What to produce
Present the material as a Markdown table with the columns No. and Line. Put one line per row with its number, and skip blank lines.

═══ Available data ═══

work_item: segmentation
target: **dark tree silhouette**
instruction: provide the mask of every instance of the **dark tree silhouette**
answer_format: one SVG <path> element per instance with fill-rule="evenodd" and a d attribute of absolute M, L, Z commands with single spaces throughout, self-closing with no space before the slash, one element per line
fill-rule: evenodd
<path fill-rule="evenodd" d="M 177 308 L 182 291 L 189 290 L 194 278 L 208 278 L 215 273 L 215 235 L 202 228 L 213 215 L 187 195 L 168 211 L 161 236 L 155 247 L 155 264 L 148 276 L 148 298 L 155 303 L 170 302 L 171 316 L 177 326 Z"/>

═══

Answer to the exercise
| No. | Line |
|---|---|
| 1 | work_item: segmentation |
| 2 | target: **dark tree silhouette** |
| 3 | instruction: provide the mask of every instance of the **dark tree silhouette** |
| 4 | answer_format: one SVG <path> element per instance with fill-rule="evenodd" and a d attribute of absolute M, L, Z commands with single spaces throughout, self-closing with no space before the slash, one element per line |
| 5 | fill-rule: evenodd |
| 6 | <path fill-rule="evenodd" d="M 177 308 L 182 291 L 189 290 L 194 278 L 208 278 L 215 273 L 215 235 L 202 228 L 213 215 L 187 195 L 168 211 L 161 236 L 155 247 L 155 264 L 148 276 L 148 298 L 155 303 L 170 302 L 171 316 L 177 326 Z"/> |